Stored records

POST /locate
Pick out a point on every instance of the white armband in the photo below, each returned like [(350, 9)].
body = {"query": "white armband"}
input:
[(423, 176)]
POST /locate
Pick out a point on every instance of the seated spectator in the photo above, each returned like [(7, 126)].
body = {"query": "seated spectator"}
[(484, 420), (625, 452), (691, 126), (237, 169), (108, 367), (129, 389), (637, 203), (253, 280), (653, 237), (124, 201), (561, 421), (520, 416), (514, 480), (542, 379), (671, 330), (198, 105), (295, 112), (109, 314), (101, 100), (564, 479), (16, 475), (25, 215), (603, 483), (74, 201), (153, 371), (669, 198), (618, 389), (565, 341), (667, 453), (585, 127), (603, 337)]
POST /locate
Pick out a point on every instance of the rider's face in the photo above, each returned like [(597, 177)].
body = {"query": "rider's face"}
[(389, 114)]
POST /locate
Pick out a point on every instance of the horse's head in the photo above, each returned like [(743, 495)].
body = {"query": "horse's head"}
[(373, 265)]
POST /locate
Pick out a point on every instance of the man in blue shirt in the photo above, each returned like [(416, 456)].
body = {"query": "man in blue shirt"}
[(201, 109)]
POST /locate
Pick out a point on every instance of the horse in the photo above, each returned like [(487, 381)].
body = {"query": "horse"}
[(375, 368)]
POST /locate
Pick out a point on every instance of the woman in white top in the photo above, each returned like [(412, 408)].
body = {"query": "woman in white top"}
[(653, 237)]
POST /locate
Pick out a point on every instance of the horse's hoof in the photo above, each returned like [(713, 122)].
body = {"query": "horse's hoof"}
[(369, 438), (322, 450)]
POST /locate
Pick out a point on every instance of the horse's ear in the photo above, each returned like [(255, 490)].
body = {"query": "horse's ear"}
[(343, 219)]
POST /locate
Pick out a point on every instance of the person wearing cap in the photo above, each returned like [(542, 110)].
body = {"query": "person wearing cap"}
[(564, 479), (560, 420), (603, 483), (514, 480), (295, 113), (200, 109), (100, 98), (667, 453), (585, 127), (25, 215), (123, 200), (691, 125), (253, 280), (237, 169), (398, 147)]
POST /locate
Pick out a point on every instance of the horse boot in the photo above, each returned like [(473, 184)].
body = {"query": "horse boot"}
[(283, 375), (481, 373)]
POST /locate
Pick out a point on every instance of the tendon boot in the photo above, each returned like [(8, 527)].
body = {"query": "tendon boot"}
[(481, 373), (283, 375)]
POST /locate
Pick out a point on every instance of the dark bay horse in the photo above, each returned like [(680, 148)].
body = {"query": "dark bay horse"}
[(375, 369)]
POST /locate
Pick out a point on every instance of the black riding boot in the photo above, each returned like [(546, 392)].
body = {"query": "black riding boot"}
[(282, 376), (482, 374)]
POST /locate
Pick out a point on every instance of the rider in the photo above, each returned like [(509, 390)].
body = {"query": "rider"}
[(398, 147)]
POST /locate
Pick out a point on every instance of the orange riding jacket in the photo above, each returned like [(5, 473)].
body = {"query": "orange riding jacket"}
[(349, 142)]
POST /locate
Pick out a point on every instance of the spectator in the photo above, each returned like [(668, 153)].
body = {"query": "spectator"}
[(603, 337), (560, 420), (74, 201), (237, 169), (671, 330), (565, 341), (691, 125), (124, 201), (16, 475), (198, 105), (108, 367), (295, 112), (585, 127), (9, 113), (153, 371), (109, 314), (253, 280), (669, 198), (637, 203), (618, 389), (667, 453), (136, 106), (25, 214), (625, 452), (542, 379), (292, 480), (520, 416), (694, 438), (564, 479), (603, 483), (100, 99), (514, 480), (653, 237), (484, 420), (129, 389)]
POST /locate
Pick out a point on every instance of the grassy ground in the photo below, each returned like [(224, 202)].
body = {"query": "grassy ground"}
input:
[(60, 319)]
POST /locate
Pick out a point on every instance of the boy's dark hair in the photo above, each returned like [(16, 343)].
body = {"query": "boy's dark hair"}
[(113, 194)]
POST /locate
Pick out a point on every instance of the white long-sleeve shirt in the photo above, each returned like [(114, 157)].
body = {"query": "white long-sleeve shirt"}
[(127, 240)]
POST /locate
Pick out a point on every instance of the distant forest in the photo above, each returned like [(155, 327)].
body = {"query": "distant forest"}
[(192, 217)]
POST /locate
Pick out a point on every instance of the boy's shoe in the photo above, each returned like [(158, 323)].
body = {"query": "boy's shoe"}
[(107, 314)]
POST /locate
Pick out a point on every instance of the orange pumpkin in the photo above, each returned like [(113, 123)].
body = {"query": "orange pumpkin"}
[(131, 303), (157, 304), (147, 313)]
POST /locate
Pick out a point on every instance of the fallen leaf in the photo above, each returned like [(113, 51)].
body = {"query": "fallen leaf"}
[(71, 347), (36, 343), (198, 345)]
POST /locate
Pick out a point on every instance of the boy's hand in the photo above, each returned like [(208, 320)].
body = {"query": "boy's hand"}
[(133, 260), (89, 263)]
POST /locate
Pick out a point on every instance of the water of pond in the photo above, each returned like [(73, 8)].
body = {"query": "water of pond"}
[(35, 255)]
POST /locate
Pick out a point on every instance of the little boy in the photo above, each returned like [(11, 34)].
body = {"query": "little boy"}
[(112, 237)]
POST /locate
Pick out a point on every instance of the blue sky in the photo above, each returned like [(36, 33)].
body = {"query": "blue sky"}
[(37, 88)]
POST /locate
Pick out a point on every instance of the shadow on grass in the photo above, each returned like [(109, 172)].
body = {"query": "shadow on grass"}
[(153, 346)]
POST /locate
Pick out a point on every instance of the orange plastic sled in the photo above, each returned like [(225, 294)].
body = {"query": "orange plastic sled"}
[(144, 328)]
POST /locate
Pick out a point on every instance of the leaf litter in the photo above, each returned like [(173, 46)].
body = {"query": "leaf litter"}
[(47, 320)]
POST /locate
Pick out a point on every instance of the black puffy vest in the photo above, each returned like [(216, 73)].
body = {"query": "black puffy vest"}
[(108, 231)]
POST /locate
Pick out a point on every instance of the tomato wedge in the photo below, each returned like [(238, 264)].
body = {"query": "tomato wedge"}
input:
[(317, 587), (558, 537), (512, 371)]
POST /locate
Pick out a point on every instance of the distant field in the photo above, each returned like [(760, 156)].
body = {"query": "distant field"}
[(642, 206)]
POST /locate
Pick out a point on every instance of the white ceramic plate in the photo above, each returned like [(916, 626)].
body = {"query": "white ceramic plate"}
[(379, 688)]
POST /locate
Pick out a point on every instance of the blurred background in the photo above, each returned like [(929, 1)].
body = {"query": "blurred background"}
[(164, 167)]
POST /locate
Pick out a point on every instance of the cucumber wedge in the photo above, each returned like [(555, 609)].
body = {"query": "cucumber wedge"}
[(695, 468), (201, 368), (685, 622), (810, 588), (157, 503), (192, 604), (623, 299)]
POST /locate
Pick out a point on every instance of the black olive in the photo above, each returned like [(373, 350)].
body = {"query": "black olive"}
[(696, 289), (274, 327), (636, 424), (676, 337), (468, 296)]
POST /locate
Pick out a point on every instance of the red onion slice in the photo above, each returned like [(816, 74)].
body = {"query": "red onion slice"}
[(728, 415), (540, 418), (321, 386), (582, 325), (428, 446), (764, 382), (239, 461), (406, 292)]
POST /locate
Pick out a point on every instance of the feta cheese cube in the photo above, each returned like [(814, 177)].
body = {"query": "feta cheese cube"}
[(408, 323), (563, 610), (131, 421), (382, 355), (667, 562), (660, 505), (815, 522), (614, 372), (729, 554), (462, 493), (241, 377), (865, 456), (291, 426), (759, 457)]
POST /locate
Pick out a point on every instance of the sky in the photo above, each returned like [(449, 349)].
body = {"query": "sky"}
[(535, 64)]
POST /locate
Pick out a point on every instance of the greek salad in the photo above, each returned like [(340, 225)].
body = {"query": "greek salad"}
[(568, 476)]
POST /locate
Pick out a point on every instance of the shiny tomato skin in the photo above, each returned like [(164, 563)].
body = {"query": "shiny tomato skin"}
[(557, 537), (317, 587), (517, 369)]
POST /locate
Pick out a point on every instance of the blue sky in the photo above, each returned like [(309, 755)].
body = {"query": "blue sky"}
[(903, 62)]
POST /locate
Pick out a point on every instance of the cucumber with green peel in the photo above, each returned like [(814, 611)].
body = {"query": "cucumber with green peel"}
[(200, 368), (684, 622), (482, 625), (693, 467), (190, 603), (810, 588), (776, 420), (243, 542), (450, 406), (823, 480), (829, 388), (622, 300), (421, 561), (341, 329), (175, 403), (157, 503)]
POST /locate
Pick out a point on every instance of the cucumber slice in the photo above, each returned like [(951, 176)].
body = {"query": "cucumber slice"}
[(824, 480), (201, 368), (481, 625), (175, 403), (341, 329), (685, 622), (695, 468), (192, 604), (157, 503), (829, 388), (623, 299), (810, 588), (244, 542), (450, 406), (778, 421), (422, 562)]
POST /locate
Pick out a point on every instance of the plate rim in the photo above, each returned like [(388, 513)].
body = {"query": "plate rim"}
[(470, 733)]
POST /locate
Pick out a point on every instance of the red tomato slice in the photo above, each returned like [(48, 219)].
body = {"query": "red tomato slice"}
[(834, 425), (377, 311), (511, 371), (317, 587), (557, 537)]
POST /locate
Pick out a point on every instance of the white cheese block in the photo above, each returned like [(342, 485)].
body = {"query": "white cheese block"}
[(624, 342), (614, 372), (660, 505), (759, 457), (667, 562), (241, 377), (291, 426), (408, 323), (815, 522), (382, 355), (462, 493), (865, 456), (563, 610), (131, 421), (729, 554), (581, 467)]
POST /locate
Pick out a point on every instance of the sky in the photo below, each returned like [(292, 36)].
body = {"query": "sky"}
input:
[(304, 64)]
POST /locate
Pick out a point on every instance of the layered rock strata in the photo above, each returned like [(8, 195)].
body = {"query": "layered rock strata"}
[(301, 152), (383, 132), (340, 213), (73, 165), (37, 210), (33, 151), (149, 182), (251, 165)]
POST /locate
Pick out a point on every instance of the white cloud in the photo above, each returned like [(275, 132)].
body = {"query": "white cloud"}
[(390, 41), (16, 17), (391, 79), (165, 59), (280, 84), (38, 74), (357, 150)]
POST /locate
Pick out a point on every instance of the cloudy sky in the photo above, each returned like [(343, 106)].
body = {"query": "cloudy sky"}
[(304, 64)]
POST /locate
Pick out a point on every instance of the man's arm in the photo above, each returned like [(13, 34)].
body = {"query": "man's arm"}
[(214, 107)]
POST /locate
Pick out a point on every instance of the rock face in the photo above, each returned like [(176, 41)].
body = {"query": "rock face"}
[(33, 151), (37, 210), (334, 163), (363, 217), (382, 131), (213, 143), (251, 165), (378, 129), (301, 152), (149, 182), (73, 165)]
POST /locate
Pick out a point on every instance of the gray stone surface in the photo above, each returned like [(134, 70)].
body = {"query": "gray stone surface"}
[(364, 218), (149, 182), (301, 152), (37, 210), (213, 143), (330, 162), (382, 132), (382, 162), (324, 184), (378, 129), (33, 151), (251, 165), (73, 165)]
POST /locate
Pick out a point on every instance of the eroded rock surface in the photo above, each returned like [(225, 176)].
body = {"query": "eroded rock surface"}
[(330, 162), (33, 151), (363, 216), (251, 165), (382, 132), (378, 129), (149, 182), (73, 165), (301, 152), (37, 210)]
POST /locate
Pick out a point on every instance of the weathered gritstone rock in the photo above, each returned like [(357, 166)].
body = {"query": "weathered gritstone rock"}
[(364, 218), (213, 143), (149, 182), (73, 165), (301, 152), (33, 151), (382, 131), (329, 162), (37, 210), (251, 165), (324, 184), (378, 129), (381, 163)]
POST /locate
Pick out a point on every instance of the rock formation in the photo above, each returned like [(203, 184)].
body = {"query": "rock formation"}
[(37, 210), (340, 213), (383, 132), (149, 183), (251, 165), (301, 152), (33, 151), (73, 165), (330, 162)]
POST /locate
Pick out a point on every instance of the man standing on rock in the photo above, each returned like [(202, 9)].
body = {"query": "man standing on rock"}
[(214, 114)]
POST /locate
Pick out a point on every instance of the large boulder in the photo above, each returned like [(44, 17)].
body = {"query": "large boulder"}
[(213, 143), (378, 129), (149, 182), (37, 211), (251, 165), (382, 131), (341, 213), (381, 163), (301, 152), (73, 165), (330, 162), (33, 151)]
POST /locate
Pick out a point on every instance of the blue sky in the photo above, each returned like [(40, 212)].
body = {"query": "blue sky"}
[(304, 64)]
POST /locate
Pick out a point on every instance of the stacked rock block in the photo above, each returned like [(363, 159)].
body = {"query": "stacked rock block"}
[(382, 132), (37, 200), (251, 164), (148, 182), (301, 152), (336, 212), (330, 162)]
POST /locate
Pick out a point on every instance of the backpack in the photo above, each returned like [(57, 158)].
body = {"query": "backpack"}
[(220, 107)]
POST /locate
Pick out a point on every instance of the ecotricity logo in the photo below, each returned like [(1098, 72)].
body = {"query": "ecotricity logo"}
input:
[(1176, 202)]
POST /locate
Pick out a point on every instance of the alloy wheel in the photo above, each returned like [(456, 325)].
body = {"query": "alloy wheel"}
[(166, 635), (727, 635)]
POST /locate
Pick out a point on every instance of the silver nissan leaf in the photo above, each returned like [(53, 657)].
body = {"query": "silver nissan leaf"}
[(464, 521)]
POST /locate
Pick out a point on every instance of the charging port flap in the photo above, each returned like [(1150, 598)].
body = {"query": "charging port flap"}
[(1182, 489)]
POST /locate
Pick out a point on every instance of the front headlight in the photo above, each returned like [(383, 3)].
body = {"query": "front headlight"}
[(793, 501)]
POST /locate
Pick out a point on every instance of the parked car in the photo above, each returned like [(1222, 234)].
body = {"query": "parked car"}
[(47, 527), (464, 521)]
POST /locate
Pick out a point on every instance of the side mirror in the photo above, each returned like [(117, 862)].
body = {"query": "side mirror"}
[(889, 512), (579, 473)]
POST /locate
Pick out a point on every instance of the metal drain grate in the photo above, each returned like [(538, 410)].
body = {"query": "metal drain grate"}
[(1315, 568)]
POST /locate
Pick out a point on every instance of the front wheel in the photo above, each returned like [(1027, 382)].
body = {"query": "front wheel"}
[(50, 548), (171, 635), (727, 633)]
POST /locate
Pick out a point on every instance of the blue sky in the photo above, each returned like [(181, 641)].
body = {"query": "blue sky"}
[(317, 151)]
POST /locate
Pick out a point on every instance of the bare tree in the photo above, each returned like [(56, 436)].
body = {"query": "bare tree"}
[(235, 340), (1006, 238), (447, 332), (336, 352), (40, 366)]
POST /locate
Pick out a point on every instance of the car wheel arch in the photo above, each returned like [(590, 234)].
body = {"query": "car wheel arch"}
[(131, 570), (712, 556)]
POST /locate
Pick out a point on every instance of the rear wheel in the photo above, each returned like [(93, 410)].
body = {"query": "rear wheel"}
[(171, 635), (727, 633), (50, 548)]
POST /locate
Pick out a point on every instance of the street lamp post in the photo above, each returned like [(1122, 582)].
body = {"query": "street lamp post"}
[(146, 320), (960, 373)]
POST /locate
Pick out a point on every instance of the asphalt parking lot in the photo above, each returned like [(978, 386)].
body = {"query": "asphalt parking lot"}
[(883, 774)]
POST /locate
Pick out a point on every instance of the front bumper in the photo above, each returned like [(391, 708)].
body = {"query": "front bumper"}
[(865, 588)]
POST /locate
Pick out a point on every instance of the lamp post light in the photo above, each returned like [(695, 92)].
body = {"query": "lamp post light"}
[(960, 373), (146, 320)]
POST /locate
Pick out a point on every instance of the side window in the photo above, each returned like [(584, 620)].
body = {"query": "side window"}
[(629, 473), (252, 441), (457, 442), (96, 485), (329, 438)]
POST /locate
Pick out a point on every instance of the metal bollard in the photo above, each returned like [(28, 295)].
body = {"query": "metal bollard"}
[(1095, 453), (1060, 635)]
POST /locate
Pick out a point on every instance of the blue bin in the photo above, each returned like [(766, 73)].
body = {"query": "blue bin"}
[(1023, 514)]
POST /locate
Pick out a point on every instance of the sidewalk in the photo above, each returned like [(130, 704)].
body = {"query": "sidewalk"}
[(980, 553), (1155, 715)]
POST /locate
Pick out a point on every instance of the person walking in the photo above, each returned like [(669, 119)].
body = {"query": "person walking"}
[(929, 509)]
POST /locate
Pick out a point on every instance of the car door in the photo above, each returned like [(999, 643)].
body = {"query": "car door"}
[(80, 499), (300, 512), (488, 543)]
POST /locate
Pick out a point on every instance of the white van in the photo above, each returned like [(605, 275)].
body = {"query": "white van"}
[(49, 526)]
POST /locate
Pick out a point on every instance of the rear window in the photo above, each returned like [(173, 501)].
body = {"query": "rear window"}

▸ EXERCISE DETAILS: Reproduce verbatim the lines starting at the first line of the items above and ending at the line containing "[(423, 176)]", with both of those lines included.

▸ ANSWER FOR THE TASK:
POST /locate
Pick out a point on every instance of the white armband in the photo below, each returned like [(350, 9)].
body = {"query": "white armband"}
input:
[(423, 176)]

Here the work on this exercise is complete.